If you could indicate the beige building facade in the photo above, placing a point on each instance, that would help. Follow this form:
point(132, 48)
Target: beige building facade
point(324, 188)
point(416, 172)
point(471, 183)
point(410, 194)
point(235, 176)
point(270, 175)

**SHORT PROBLEM**
Repeat the records above verbatim, keeping every line and character unchanged.

**FINAL RESULT**
If you could indicate the beige building facade in the photo above, placing a point on each instance, that would help. Follow this form:
point(132, 48)
Target: beige building facade
point(324, 188)
point(416, 172)
point(471, 183)
point(410, 194)
point(235, 176)
point(270, 175)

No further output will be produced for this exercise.